Go through the records below and return each line that has "background" in it.
<<<<
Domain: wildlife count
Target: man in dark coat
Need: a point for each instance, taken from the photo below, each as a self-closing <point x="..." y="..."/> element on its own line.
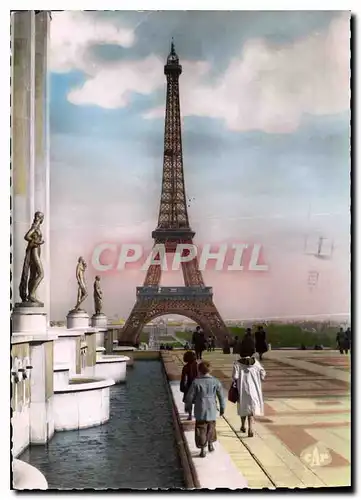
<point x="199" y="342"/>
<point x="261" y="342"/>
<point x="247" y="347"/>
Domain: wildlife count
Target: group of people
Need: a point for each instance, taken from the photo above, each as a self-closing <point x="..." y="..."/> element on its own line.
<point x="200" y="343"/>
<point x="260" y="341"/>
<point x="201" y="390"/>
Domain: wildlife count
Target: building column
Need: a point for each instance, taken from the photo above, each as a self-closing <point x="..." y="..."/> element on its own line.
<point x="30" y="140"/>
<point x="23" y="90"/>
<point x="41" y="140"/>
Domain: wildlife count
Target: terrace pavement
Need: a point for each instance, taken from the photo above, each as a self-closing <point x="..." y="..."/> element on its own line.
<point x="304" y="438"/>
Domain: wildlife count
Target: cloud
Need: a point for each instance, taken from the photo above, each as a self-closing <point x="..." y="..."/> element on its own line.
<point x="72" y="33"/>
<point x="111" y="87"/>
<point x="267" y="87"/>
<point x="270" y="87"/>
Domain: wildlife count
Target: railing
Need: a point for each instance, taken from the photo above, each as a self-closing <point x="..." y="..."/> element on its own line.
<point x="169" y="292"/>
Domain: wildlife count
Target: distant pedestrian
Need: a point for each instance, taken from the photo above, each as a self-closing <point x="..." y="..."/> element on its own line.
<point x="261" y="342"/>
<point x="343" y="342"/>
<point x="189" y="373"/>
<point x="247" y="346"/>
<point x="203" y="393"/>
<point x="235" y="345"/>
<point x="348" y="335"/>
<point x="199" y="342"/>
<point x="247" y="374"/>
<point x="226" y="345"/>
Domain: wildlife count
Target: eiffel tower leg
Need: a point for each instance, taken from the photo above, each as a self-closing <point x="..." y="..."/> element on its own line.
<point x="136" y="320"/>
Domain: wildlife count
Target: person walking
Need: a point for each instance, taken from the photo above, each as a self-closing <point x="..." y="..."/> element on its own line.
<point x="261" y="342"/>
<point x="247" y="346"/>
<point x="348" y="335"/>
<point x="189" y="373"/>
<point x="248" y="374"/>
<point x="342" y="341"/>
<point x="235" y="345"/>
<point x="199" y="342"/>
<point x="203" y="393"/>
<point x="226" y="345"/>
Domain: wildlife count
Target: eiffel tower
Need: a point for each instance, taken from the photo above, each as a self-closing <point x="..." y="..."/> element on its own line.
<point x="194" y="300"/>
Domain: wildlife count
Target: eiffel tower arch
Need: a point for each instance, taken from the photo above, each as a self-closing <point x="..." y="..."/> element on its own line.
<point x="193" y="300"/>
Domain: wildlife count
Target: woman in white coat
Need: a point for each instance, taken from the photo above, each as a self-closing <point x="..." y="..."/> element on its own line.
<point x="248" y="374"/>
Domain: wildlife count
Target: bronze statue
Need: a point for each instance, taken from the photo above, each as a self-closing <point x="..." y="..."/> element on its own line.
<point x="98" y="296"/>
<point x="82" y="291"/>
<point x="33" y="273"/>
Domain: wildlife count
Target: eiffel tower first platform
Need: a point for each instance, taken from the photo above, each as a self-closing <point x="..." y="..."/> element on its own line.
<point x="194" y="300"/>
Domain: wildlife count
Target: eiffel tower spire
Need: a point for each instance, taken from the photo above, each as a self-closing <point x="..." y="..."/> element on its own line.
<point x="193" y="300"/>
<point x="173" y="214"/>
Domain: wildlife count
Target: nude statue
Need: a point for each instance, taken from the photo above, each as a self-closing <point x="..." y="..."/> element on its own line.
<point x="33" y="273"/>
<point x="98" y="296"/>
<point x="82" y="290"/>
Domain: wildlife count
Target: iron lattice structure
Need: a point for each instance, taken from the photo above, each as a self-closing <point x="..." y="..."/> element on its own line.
>>>>
<<<<
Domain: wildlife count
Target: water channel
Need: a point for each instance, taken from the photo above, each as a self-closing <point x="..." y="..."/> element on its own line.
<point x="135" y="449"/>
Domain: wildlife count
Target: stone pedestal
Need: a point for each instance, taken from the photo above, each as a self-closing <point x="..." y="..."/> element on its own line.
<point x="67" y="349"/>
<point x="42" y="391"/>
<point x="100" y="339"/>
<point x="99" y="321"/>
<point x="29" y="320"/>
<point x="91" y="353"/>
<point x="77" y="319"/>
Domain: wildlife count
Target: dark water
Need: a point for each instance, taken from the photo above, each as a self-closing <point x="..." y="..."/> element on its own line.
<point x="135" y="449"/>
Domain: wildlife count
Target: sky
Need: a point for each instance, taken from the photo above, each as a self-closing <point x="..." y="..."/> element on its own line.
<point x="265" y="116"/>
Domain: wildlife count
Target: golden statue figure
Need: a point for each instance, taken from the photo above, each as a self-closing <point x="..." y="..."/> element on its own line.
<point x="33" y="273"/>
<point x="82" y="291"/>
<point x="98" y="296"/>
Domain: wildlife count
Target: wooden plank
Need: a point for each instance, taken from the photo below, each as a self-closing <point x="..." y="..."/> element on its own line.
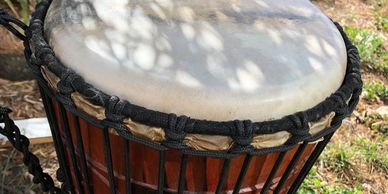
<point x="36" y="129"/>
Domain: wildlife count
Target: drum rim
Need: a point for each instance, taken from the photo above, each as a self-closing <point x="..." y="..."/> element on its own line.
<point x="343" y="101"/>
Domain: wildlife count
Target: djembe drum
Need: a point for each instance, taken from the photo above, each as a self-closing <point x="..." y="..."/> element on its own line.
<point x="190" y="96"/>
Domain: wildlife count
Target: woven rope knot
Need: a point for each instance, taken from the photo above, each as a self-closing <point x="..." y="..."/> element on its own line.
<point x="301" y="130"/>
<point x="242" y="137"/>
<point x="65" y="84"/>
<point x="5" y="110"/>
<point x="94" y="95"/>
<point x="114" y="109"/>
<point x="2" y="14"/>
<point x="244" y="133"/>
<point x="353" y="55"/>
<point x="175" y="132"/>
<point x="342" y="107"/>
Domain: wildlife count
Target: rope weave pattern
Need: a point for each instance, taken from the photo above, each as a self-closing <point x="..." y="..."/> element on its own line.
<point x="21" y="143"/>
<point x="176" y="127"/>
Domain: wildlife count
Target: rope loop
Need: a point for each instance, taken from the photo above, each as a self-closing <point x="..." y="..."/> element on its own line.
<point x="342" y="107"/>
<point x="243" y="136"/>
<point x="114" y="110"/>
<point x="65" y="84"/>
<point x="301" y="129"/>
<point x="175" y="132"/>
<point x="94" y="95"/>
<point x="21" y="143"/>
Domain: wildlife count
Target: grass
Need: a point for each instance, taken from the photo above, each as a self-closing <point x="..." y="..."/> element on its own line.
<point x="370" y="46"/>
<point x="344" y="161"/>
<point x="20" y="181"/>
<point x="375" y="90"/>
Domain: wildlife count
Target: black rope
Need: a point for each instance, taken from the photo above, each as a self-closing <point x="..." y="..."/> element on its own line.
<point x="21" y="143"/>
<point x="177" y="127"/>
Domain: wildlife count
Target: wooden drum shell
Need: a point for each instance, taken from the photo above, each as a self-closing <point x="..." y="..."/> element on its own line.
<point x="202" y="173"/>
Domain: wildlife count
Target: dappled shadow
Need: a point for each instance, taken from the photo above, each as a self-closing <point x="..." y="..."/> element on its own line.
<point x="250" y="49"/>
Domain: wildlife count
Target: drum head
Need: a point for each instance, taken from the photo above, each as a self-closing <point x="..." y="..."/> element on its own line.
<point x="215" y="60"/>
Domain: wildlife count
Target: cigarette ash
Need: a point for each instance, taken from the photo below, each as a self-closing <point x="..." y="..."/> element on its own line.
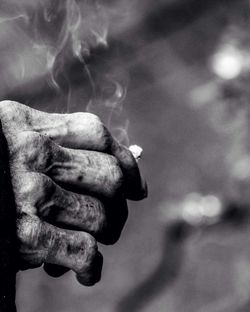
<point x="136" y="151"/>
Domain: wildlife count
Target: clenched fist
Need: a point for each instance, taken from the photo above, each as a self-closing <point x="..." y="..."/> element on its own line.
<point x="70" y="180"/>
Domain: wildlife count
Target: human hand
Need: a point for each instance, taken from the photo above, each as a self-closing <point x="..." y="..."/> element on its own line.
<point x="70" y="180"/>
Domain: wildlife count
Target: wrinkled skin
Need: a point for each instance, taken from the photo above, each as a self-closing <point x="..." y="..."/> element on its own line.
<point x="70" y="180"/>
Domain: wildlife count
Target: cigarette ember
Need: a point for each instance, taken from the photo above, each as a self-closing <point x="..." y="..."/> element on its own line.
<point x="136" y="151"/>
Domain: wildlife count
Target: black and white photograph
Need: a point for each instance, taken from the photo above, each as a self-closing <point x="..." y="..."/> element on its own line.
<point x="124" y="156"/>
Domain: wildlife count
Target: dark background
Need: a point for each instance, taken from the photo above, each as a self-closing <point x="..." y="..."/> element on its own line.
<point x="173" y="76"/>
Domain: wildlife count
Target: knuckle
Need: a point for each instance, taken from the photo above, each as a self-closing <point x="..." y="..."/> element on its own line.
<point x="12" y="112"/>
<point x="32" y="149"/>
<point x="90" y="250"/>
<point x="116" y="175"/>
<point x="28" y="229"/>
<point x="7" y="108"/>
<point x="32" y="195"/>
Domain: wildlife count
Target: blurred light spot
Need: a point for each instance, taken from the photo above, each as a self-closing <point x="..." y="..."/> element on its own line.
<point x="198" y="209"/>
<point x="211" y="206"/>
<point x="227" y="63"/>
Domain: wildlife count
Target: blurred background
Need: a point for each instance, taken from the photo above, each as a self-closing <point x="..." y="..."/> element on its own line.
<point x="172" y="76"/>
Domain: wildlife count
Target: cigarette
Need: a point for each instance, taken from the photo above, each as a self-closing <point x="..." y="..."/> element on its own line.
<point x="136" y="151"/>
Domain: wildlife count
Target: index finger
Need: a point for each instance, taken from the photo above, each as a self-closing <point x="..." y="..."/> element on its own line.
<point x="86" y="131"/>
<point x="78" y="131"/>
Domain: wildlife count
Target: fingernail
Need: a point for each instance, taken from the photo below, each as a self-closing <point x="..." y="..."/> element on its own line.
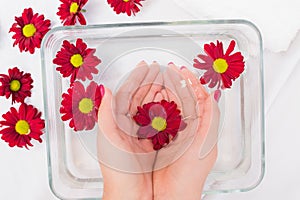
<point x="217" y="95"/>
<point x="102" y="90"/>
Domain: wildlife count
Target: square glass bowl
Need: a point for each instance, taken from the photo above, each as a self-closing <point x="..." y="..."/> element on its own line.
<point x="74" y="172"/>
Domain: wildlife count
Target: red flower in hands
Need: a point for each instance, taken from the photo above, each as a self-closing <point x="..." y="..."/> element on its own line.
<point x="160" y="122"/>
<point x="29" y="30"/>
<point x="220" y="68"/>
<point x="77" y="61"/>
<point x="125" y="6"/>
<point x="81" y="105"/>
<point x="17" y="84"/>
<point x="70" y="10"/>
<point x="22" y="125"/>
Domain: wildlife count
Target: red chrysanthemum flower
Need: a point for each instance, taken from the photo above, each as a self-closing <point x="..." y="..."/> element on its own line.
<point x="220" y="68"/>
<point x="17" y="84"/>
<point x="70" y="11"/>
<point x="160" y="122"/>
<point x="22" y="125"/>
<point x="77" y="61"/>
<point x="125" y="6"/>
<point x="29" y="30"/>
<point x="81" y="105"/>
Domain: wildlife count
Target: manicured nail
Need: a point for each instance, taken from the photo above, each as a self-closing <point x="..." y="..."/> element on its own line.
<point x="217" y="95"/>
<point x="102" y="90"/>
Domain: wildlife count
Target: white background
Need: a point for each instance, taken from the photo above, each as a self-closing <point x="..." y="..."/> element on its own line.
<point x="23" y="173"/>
>>>>
* EXERCISE SOLUTION
Target: dark background
Target: blurred background
Target: white background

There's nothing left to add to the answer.